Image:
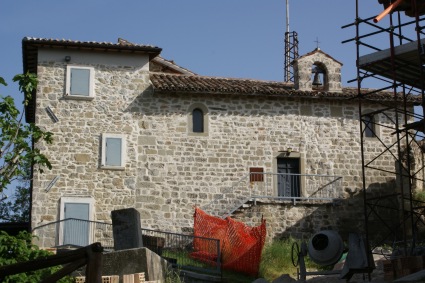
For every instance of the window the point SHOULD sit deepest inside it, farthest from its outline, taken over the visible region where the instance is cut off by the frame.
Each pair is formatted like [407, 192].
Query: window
[75, 215]
[113, 151]
[198, 120]
[288, 174]
[369, 126]
[79, 82]
[256, 174]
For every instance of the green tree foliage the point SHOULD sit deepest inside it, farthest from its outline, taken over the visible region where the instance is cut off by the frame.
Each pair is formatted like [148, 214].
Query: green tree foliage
[20, 249]
[17, 207]
[16, 151]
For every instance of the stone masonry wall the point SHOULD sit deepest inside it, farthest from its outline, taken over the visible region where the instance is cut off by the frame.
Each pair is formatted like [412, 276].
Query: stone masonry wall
[167, 170]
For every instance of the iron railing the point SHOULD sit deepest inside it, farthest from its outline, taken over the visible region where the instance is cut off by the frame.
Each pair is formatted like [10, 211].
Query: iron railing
[179, 249]
[291, 187]
[73, 232]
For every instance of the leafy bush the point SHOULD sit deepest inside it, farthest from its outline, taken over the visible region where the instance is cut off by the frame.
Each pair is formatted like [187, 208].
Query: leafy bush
[20, 249]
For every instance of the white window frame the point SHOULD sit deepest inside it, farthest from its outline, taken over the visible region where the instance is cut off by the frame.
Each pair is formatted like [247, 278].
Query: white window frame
[63, 200]
[68, 83]
[103, 164]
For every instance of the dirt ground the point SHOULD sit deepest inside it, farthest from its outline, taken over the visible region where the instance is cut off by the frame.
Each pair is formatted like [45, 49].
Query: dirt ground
[376, 276]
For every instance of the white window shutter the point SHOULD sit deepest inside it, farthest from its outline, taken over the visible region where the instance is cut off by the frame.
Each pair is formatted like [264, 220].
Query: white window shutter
[80, 81]
[113, 154]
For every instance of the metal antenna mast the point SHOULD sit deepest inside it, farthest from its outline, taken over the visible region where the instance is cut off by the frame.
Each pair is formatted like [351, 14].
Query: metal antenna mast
[291, 49]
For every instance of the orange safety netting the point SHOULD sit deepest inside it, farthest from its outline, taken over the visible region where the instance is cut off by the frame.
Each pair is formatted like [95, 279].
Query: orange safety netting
[240, 245]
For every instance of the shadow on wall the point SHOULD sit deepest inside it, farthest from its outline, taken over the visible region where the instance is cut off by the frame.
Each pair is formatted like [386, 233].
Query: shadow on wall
[303, 220]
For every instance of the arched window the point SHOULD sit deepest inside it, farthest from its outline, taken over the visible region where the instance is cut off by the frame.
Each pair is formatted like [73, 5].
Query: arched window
[197, 120]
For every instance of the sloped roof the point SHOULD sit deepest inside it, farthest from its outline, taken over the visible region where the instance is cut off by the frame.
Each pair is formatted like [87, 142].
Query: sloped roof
[171, 83]
[168, 66]
[30, 46]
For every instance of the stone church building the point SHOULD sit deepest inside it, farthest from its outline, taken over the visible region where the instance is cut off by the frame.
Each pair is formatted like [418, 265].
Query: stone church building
[132, 129]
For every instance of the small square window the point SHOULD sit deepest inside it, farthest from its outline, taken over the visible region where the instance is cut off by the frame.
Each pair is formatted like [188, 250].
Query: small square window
[113, 151]
[80, 82]
[256, 174]
[369, 126]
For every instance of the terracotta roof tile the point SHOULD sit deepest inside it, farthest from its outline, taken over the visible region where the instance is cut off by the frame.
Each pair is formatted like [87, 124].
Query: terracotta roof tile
[67, 42]
[171, 83]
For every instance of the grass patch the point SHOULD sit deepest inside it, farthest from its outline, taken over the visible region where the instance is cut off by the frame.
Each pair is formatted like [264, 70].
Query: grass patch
[276, 260]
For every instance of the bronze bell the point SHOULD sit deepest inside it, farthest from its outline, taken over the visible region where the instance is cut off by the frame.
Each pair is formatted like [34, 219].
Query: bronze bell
[317, 80]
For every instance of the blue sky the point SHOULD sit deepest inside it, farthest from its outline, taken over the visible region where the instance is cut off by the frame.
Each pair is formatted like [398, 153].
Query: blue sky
[226, 38]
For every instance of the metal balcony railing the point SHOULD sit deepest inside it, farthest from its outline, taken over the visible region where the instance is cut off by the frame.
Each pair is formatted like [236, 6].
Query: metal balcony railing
[271, 186]
[176, 248]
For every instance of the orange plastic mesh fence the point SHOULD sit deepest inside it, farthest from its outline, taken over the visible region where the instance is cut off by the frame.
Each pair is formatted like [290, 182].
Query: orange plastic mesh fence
[240, 244]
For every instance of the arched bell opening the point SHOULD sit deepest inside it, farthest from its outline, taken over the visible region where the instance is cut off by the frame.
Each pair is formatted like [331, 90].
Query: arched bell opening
[319, 77]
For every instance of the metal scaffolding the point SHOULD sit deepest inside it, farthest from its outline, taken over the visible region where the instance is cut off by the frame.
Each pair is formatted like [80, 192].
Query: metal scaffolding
[391, 54]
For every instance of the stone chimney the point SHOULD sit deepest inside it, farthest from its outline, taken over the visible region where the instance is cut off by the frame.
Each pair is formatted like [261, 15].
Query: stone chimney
[329, 70]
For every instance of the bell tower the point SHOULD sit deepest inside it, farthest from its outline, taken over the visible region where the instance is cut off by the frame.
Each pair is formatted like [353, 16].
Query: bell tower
[317, 71]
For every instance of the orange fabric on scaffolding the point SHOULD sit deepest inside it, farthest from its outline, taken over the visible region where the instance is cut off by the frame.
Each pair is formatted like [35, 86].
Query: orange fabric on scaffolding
[240, 245]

================================

• _GIVEN REQUEST_: Copy out every one of the records above, putting "visible area" wherever "visible region" appears and leaving all other text unchanged. Omit the pictures.

• _RESPONSE FOR THIS EXERCISE_:
Image:
For every instance of the window the point SHOULD sit deepest inside it, farthest from its outline, taken over the visible area where the instance is cut off by the frame.
Each pair is formatted like [407, 192].
Query: window
[75, 215]
[113, 151]
[198, 120]
[288, 174]
[369, 126]
[79, 82]
[256, 174]
For every instance of the green tree foliage the point SHOULD sit deepest inside it, farthest from its outline, taken over the visible area where the instance is cut off by the frame.
Each pair is formatted like [148, 214].
Query: green tree foliage
[20, 249]
[17, 207]
[16, 151]
For every instance of the stone masonry wall the point SHOULD sit deepest inside it, farthest from its outline, taken over the visible area where the instance is cut off by the frame.
Each pair is formatted like [412, 276].
Query: stone masonry wall
[167, 170]
For every instance of the iron railing the point SHOULD sit deepest inside it, farthest from its outline, taken over the visible area where the instance is cut off by the frame.
Each pair is formatted like [10, 211].
Query: iron railing
[179, 249]
[291, 187]
[73, 232]
For every instance of the leafy bush the point SHOULD sit deepest inside it, farthest from its outline, taken over the visible area where the instance is cut off by the frame.
Each pair is formatted like [187, 208].
Query: leafy bush
[20, 249]
For every instance of the white window frame the point SHOULD sit deepest inside it, farthest from its outline, taken over the visible area where the instance is cut off by the frame.
Each pair is formatted like [247, 278].
Query: white window frame
[63, 200]
[68, 83]
[103, 164]
For every instance of the dirt ground the point SHOULD sit deepest inside it, farthest from its outline, taken over the visible area where the instance is cut off by the frame.
Each pair is formatted like [45, 49].
Query: dirt ground
[376, 276]
For every instance of the white window shutter the point SHOULD sit deepest inside it, farthest from its outline, taken over the visible area where the instance is cut off by the frame.
Each pair is formatted like [264, 220].
Query: white window shutter
[80, 81]
[113, 154]
For every instance of the metal antenna mast the point SHOULD sit deepest inside it, farthest from its outline, taken over the visible area where the instance is cut off by the frame.
Each pair is formatted like [351, 14].
Query: metal antenna mast
[291, 49]
For every instance of the orange safety netting the point SHOULD sit deepest inside it, farthest from its outline, taken over the visible area where the instance is cut off by the frame.
Each pair is formatted like [95, 279].
Query: orange safety netting
[240, 245]
For every instance of the shadow on wall the point SHOULD sit deepest inside it, farthest from its outline, taken over the visible area where the instance is cut off by the frame.
Each pair is formatted like [386, 233].
Query: shadow on wall
[303, 220]
For every instance of the arched window the point SHOULD sit deepest inside it, farthest from its outline, taken over the visible area where the instance is cut off by the frame.
Each pair is formatted like [73, 5].
Query: arched window
[197, 120]
For every instance of the sloped roof the point SHOULD sit deepest inside it, farthest from its outline, taken over the visible area where the instance is cut off by the frame.
Each pair is formatted like [87, 142].
Query: sloped roof
[171, 83]
[168, 66]
[30, 46]
For every instance of the stone church building the point SHOULD sit deepest inside it, farthest from its outline, taken over the visible area where the instance is cut off by the frame.
Each pair is formatted like [418, 265].
Query: stone church building
[132, 129]
For every instance of the small square window the point SHOULD sit deepest inside it, farthest from its outline, taken over the visible area where the instance is cut off by the frame.
Each pair is formatted like [188, 250].
Query: small square window
[113, 151]
[80, 82]
[256, 174]
[369, 126]
For every instance of the terracotta roof tile the point SHOULD sit deepest inside it, farthest from its outline, taken over the visible area where the instance is cut off by the frame.
Each pair is formatted like [87, 124].
Query: terracotta roof tile
[67, 42]
[171, 83]
For every instance of the grass patch the point SHOULD sit deepest inside it, farthest from its outline, taken over the visible area where the instance is cut off by the frame.
Each pair is formatted like [264, 70].
Query: grass patch
[276, 260]
For every instance of the bronze bell the point SHOULD sit deepest inside it, farthest from its outline, taken over the visible area where the instance is cut off by the frame.
Each pair is formatted like [34, 219].
Query: bronze bell
[317, 80]
For every instance of the blue sky the point SHOULD sit deepest inside it, farthest from its outline, taken over the visible area where the instance is cut off by the frame.
Each pair is formatted like [398, 153].
Query: blue sky
[226, 38]
For every instance of the metal balcony railing the point SHOULD sit deepest inside it, farthest from its outline, taken over the visible area where the instance is cut off by the frame.
Each pair is formatted like [236, 6].
Query: metal balcony railing
[271, 186]
[176, 248]
For every instance of the orange plastic mesh fence the point SHOULD sit deepest inside it, farthest from its outline, taken over the visible area where the instance is cut off by the frame.
Each pair is formatted like [290, 182].
Query: orange plastic mesh fence
[240, 244]
For every instance of the arched bell opening the point SHOULD sit deepest inside it, farthest from its outline, taken over the visible area where the instance is cut off by the frame.
Each pair is formatted like [331, 90].
Query: arched bell opening
[319, 77]
For every instance of the metal scaffolding the point SHOULD sit deepest inside it, farthest from its outline, taken over the visible area where the instance is cut off by the frame.
Each pair is formatted like [80, 192].
Query: metal scaffolding
[391, 54]
For every instance of the stone chimney the point SHOULD sit deepest inside it, farthest from its outline, taken over the visible area where the instance is cut off by the frame.
Each pair is formatted like [261, 15].
Query: stone chimney
[329, 70]
For every instance of the bell tower the point SHOULD sit deepest inside it, farthest from its outline, taken over the visible area where the instance is cut off by the frame.
Each pair is formatted like [353, 16].
Query: bell tower
[317, 71]
For every instance of the orange fabric on scaffolding the point SHOULD sit deepest inside it, farthest from its outline, taken over the visible area where the instance is cut off by the frame.
Each pair is formatted like [35, 86].
Query: orange fabric on scaffolding
[240, 245]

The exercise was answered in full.